TASK TO COMPLETE:
Give the data again in full. Keep every line the same.

RECORD EXCERPTS:
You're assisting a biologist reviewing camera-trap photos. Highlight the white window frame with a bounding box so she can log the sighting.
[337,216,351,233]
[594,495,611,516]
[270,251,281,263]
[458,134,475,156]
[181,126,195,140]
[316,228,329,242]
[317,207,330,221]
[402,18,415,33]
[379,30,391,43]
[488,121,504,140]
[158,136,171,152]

RESPONSE TO THE TASK:
You're assisting a biologist reviewing camera-trap photos. Highlight the white window frame with a bounding box so she can log the sighting.
[337,216,351,233]
[594,495,611,516]
[270,251,281,263]
[458,134,475,156]
[181,126,195,140]
[316,228,329,242]
[317,207,330,221]
[402,18,415,33]
[379,30,391,43]
[488,121,504,140]
[158,136,171,152]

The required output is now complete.